### Extracted entries:
:::
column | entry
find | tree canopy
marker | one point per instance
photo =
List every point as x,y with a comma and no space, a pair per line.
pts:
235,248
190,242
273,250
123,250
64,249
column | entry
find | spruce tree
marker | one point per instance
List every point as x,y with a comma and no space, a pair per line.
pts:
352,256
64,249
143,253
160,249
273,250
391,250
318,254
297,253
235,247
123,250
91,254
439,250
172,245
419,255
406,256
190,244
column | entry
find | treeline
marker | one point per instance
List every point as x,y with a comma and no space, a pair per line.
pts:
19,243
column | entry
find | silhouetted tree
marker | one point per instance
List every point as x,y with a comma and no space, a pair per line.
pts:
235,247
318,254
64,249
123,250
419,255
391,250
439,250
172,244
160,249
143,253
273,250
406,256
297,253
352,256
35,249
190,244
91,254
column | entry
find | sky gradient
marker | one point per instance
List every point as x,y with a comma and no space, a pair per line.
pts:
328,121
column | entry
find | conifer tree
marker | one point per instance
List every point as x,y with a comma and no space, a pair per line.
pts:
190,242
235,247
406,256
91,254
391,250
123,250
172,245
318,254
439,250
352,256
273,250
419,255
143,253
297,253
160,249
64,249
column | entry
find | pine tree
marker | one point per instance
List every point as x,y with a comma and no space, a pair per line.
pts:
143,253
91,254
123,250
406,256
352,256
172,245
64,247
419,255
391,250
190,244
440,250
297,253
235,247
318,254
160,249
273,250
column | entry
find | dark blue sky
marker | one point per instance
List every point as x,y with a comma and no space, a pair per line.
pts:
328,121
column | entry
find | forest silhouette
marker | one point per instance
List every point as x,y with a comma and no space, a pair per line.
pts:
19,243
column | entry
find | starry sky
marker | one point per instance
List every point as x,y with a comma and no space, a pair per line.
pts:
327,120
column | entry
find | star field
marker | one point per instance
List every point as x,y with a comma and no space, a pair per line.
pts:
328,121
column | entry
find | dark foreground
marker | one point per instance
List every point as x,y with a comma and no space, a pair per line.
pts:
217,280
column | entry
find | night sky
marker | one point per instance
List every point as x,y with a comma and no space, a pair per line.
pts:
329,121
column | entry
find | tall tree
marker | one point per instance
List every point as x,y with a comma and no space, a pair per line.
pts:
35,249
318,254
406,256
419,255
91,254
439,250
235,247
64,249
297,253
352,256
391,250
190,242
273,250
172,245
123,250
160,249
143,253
:::
### Requirement:
Output all of the data again. Match it exactly.

### Correct response:
column | entry
find | tree canopy
marker | one point per instance
photo =
List every point as x,y with a comma and no space, a pair per line.
pts:
235,248
190,242
273,250
123,250
64,249
column | entry
find | spruce tree
marker | one point per instance
List every point as x,y with a comma and no space, a pair per line.
pts:
352,256
64,249
143,253
160,249
273,250
391,250
318,254
297,253
235,247
123,250
91,254
439,250
172,245
419,255
406,256
190,244
column | entry
find | treeline
marker | one point per instance
List every point as x,y with a comma and no space, a pair per line.
pts:
19,243
column | entry
find | silhouetted tree
marker | one point per instance
List every point as x,y with a comma and no space, a pair per line.
pts:
235,247
318,254
64,249
123,250
419,255
391,250
439,250
172,244
160,249
143,253
273,250
406,256
297,253
352,256
35,249
190,244
91,254
column | entry
find | sky gradient
marker | one point per instance
List every point as x,y with a comma and no space, a pair per line.
pts:
328,121
column | entry
find | conifer tree
marker | one point per instance
List every point as x,y with a comma and no space, a pair per line.
pts:
190,242
235,247
406,256
91,254
391,250
123,250
172,245
318,254
439,250
352,256
273,250
419,255
143,253
297,253
160,249
64,249
column | entry
find | pine tree
marker | one point per instance
List every point as x,y with a comma and no space, a pair per line.
pts:
143,253
91,254
123,250
406,256
352,256
172,245
64,247
419,255
391,250
190,244
440,250
297,253
235,247
318,254
160,249
273,250
column | entry
find | dark blue sky
marker | one point per instance
List every point as x,y with a comma and no space, a pair per line.
pts:
328,121
column | entry
find | forest silhouette
marker | one point per instance
List every point as x,y with a comma and no space, a pair per line.
pts:
19,243
column | entry
find | starry sky
marker | one point per instance
List every point as x,y with a comma and no space, a pair per line.
pts:
327,120
column | entry
find | star field
marker | one point per instance
List every point as x,y with a comma and no space, a pair per line.
pts:
328,121
column | entry
find | dark foreground
marker | one point per instance
List every point as x,y with a comma and no space, a pair per line.
pts:
217,280
column | entry
find | night sky
marker | one point per instance
List every point as x,y with a comma and no space, a pair per line.
pts:
329,121
column | entry
find | tall tree
marker | one point per instance
List every point as x,y with a comma and no space, a pair per line.
pts:
35,249
318,254
406,256
419,255
91,254
439,250
235,247
64,249
297,253
352,256
391,250
190,242
273,250
172,245
123,250
160,249
143,253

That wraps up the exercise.